Your goal: Copy every line below. Do not alter any of them.

Stored data entries

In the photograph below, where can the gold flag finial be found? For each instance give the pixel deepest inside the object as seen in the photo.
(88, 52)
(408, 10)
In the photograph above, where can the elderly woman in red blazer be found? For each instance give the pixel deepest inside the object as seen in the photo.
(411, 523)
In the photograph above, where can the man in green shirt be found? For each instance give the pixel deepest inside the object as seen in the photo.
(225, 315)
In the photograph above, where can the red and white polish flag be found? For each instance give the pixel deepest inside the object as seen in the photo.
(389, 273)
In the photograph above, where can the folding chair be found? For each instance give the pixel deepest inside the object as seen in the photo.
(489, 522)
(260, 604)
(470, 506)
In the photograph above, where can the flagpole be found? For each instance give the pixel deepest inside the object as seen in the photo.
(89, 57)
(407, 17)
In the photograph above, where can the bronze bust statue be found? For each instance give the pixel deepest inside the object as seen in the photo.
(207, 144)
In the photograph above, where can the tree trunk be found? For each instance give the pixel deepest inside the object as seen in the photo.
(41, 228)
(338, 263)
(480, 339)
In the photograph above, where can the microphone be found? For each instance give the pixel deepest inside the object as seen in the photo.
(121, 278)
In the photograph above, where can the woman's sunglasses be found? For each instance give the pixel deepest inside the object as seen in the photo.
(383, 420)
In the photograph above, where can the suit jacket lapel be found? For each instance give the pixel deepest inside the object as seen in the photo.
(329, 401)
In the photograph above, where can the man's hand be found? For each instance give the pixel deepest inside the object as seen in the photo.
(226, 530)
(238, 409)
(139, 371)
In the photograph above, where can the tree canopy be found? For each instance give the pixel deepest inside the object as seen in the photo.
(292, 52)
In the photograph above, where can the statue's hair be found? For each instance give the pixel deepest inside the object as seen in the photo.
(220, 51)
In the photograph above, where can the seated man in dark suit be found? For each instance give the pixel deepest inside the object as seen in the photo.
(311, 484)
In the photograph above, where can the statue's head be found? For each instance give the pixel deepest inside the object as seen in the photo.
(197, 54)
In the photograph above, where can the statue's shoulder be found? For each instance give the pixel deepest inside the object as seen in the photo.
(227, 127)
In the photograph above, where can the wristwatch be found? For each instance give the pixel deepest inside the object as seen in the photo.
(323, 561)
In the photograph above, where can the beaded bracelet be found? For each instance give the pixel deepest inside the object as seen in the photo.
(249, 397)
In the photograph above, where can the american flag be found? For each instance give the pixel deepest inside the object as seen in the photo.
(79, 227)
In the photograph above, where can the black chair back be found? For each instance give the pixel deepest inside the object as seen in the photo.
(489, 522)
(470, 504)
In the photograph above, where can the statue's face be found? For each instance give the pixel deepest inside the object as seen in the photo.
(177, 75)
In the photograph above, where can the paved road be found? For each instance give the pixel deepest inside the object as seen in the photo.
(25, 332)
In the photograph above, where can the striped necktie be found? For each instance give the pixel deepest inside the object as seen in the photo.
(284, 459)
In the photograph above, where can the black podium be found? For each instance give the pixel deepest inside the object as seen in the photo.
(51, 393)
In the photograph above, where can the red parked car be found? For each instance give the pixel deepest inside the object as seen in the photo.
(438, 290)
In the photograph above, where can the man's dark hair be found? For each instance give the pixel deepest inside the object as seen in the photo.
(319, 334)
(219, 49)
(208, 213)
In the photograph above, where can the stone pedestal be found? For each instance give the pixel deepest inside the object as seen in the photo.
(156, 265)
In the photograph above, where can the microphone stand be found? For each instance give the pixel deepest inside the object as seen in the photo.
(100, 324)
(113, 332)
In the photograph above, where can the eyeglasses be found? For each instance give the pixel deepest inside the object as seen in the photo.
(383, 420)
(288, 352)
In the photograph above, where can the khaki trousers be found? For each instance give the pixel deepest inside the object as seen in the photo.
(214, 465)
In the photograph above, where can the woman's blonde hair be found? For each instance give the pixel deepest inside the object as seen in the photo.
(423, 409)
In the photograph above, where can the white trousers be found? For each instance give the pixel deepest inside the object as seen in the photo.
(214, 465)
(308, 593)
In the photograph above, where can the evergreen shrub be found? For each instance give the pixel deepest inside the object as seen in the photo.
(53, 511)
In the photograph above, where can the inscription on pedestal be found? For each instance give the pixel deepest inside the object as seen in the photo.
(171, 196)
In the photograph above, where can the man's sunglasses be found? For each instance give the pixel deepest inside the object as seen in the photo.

Solution for this problem:
In the photograph below, where can the gold flag finial be found? For each instance give the pixel deepest inside the object as seen in the photo.
(88, 52)
(408, 10)
In the photograph above, where can the elderly woman in red blazer be found? For each instance give the pixel deepest inside the object as seen in the photo.
(411, 523)
In the photograph above, where can the man in green shirt be found? For each instance give the pixel deepest inside the object as seen in the photo.
(225, 315)
In the photograph above, where can the red and white polish flag be found? For each instance give the pixel deepest inside the object as seen in the photo.
(389, 273)
In the photograph above, where can the folding chair be found? For each instance give the pixel deepest inside the object as seen in the photo.
(489, 522)
(260, 604)
(470, 506)
In the photograph above, where can the flagpole be found? For each instance give the pixel deepest inside the object as seen in the photo.
(89, 57)
(407, 17)
In the photograph above, where can the bronze bust statue be found? For each instance give the pixel deepest inside the object as seen in the photo.
(207, 144)
In the photograph above, where can the tree trunk be found? For each instance give the pixel deepest inside the object as seen in the photo.
(41, 228)
(338, 263)
(480, 339)
In the photograph above, where can the microphone be found? For each instance give the pixel deepest inside the object as seen in the photo.
(121, 278)
In the photograph above, where can the woman's sunglasses be found? For each instance give the pixel deepest inside the object as seen in the photo.
(383, 420)
In the photograph above, where can the suit jacket lapel be found? For each instance give the pixel deepest inside the object as seen in the photo.
(329, 401)
In the photograph above, where can the man's hand be found? For each instance give the pixel deepest inside the object as seen in the photo.
(226, 530)
(238, 409)
(139, 371)
In the photograph above, where can the tree canopy be found? For each instance give the pixel deepest inside the object as seen in the photo.
(292, 52)
In the photograph above, where can the statue's hair be found? For each instance give the pixel deepest inside the object as seen in the photo.
(220, 51)
In the photograph above, where can the seated man in dark suit be found? For each instance give the pixel deepest inside the object as seen in the photo.
(311, 484)
In the photograph above, where can the statue's head be found? For each instance give the pixel deepest inside the object as seen in the photo.
(197, 54)
In the photograph above, where can the statue's shoulder be found? For each instance give the pixel deepest inside the object as seen in the photo.
(227, 127)
In the photograph above, where can the wristwatch be found? For each instance give the pixel deepest inside the object as seen in the photo.
(323, 561)
In the photograph above, where can the beaded bracelet be found? For each instance give the pixel deepest inside the object as seen in the photo.
(249, 397)
In the photograph above, where can the american flag be found? For each instance give the pixel deepest inside the object as seen in the photo.
(79, 227)
In the photograph above, where can the black chair back be found? For each instance give the pixel deepest inside the object as seen in the photo.
(489, 522)
(470, 504)
In the photograph above, where can the statue's face be found? For each instance give the pixel deepest inside the object as seen in the photo.
(177, 75)
In the photograph above, where can the paved road be found? For each instance give the pixel deepest inside the object as seen in the photo.
(25, 332)
In the photograph above, where can the striped necktie be found? For each instance give the pixel deepest inside the object as seen in the photo.
(284, 459)
In the photograph above, where can the black podium be found? For each instance give the pixel deepest inside the object as seen in the photo.
(51, 393)
In the photograph above, where can the red parked car be found? For each instance give the pixel deepest inside the object as seen in the photo.
(438, 290)
In the photograph above, where can the man's dark hair be found? For each instance give the pixel deepest inside the object as seen in the photo.
(319, 334)
(219, 49)
(208, 213)
In the photograph above, where can the stone pedestal be found? For each instance give the pixel deepest inside the object as seen in the photo.
(156, 265)
In the photograph above, where can the microphone stand be found? For each instance give the pixel deepest inside the object as seen in the photo.
(100, 324)
(113, 332)
In the photograph above, where can the eyeglasses be found? For each instance give the pixel deepest inside the object as seen in the photo.
(383, 420)
(288, 352)
In the photograph above, where can the khaki trousers be found? For each instance give the pixel deepest inside the object as seen in the photo.
(214, 465)
In the photograph above, where can the woman's blonde hair be found? For each instance give the pixel deepest inside the object as seen in the photo.
(423, 409)
In the photograph above, where can the white trousers be found? For each instance give the pixel deepest inside the object as seen in the photo.
(214, 465)
(308, 593)
In the photograph above, where can the evergreen shrub be found? For each instance give the pixel deepest inside the object as seen in the photo.
(53, 511)
In the photograph above, where can the inscription on pedestal be found? For each instance give the pixel deepest inside the object as seen in the photo.
(171, 196)
In the photograph above, where can the man's sunglasses be found? For each instance give the pixel deepest inside the object as seen in the photo.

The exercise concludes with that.